| What to work on |
Turn the material below into a numbered list, leaving out any blank lines.

| Records provided |
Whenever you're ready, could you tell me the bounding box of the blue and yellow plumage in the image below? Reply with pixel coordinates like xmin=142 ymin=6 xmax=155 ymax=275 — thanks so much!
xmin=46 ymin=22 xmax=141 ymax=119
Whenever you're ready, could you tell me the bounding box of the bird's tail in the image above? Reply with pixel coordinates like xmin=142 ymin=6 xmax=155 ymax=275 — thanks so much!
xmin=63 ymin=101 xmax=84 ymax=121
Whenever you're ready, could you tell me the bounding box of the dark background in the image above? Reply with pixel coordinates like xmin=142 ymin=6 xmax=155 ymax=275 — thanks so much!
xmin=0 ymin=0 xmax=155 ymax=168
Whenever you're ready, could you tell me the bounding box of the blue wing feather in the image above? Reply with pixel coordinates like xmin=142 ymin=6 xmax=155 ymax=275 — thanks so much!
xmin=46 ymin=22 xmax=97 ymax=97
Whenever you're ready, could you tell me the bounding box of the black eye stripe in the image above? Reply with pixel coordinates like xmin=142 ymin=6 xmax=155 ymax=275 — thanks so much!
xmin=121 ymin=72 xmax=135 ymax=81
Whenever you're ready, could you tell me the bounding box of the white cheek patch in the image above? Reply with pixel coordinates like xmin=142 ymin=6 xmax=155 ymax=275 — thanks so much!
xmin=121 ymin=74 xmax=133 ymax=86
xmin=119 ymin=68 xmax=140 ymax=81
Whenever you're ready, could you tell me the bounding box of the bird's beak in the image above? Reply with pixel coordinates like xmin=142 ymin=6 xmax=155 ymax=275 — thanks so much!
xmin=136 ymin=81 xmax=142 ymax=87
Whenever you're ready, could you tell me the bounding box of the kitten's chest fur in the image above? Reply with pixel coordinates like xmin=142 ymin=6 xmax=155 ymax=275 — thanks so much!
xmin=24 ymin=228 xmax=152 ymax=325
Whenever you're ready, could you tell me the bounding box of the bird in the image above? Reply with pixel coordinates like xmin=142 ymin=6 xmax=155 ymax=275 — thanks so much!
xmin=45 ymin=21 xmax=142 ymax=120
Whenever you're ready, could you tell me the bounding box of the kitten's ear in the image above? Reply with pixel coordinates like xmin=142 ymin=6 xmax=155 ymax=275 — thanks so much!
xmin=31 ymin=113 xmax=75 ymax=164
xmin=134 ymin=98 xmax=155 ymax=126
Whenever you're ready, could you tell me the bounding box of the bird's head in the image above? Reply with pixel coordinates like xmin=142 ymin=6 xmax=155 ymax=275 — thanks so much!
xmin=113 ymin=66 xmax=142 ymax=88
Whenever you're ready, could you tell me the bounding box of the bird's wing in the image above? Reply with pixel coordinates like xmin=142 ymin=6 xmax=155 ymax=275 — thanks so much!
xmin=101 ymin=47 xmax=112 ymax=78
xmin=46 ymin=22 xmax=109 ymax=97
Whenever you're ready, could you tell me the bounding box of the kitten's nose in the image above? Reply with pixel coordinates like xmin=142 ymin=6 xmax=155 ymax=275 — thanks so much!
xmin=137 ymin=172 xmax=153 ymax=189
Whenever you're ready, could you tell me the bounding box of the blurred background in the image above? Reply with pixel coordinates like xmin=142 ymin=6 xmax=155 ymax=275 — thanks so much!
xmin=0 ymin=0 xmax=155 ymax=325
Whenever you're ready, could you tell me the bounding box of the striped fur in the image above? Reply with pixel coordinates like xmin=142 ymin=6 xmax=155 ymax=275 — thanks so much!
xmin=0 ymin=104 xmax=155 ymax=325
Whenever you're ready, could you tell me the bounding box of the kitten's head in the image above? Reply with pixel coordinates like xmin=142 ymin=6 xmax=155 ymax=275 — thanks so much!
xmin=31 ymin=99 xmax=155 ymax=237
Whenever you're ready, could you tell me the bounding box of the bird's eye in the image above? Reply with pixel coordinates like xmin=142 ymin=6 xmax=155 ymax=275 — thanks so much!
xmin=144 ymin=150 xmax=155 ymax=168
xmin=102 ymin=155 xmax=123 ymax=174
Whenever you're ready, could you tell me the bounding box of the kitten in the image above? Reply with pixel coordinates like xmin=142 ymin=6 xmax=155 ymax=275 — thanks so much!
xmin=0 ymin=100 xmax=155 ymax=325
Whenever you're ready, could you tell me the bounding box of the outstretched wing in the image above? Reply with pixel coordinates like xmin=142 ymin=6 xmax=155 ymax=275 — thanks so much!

| Expected output |
1. Whenever you're ready, could you tell me the bounding box of the blue and yellow plumage in the image below? Reply with pixel coordinates like xmin=142 ymin=6 xmax=155 ymax=275 — thanks so much!
2. xmin=46 ymin=22 xmax=141 ymax=119
3. Whenever you're ready, could you tell me the bounding box of the bird's tail in the image above? Reply with pixel coordinates like xmin=142 ymin=6 xmax=155 ymax=275 — thanks so much!
4. xmin=63 ymin=101 xmax=84 ymax=121
5. Whenever you're ready, could you tell me the bounding box of the dark background in the image above? Reply with pixel coordinates like xmin=142 ymin=6 xmax=155 ymax=275 — thanks so much!
6. xmin=0 ymin=0 xmax=155 ymax=168
7. Whenever you're ready, could you tell me the bounding box of the blue wing feather in the image above? Reply with pixel coordinates like xmin=142 ymin=6 xmax=155 ymax=275 — thanks so much!
8. xmin=46 ymin=22 xmax=97 ymax=97
9. Whenever you're ready, could you tell me the bounding box of the black eye stripe in the image above? Reply with pixel coordinates like xmin=142 ymin=6 xmax=155 ymax=275 — thanks so much!
10. xmin=121 ymin=72 xmax=135 ymax=81
11. Whenever you're ready, could you tell me the bounding box of the white cheek patch in the image above? Reply with pixel coordinates like xmin=142 ymin=6 xmax=155 ymax=275 — thanks so much!
12. xmin=121 ymin=74 xmax=133 ymax=86
13. xmin=119 ymin=68 xmax=140 ymax=81
14. Whenever you're ready, could you tell me the bounding box of the bird's beak in the image above? Reply with pixel coordinates like xmin=142 ymin=6 xmax=155 ymax=275 — thanks so much!
15. xmin=136 ymin=81 xmax=142 ymax=87
16. Whenever you're ready, could you tell me the bounding box of the kitten's chest fur in the image above? Reply with pixel coordinates like xmin=142 ymin=6 xmax=155 ymax=275 — thanks so much!
17. xmin=24 ymin=228 xmax=152 ymax=325
18. Whenever you're ready, could you tell me the bounding box of the bird in the image above? Reply with pixel coordinates like xmin=142 ymin=6 xmax=155 ymax=275 — thanks so much!
19. xmin=45 ymin=21 xmax=142 ymax=120
20. Whenever you're ready, could you tell me the bounding box of the kitten's ear in the image above? Reply with pixel coordinates like xmin=142 ymin=6 xmax=155 ymax=275 — thanks so much!
21. xmin=31 ymin=113 xmax=75 ymax=164
22. xmin=134 ymin=98 xmax=155 ymax=126
23. Whenever you're ready, could you tell me the bounding box of the bird's head in the image above? Reply with pixel coordinates like xmin=142 ymin=6 xmax=155 ymax=275 — thanks so much!
24. xmin=113 ymin=66 xmax=142 ymax=88
25. Whenever you're ready, could you tell me the bounding box of the bird's wing in the image above? Reply with pixel coordinates like xmin=142 ymin=6 xmax=155 ymax=275 — thanks so much!
26. xmin=101 ymin=47 xmax=112 ymax=78
27. xmin=46 ymin=22 xmax=109 ymax=97
28. Whenever you're ready, could you tell me the bounding box of the kitten's nose in the image above? Reply with pixel coordinates like xmin=142 ymin=6 xmax=155 ymax=275 — thanks so much!
29. xmin=137 ymin=172 xmax=153 ymax=189
30. Whenever you're ready, could you tell me the bounding box of the blurred background in the image above? Reply with pixel coordinates like xmin=142 ymin=6 xmax=155 ymax=275 — thanks so much!
31. xmin=0 ymin=0 xmax=155 ymax=325
32. Whenever you're ready, could you tell me the bounding box of the striped fur in the image above? Reply with pixel coordinates like xmin=142 ymin=6 xmax=155 ymax=275 — thanks so much!
33. xmin=0 ymin=104 xmax=155 ymax=325
34. Whenever you're ready, could you tell me the bounding box of the kitten's head in the image above? Reply with pixel coordinates like xmin=142 ymin=6 xmax=155 ymax=275 — thanks so much!
35. xmin=31 ymin=99 xmax=155 ymax=237
36. Whenever you're ready, could you tell me the bounding box of the bird's eye in the image above? Reply with pixel coordinates like xmin=142 ymin=6 xmax=155 ymax=275 — thanks so much!
37. xmin=144 ymin=150 xmax=155 ymax=168
38. xmin=102 ymin=155 xmax=123 ymax=174
39. Whenever you're ready, could you tell me the bounding box of the kitten in the image above? Reply with pixel coordinates like xmin=142 ymin=6 xmax=155 ymax=275 — thanks so much!
40. xmin=0 ymin=100 xmax=155 ymax=325
41. Whenever you're ready, could you tell me the bounding box of the outstretched wing in the image above? Reply with pixel coordinates like xmin=142 ymin=6 xmax=155 ymax=275 — thanks so much!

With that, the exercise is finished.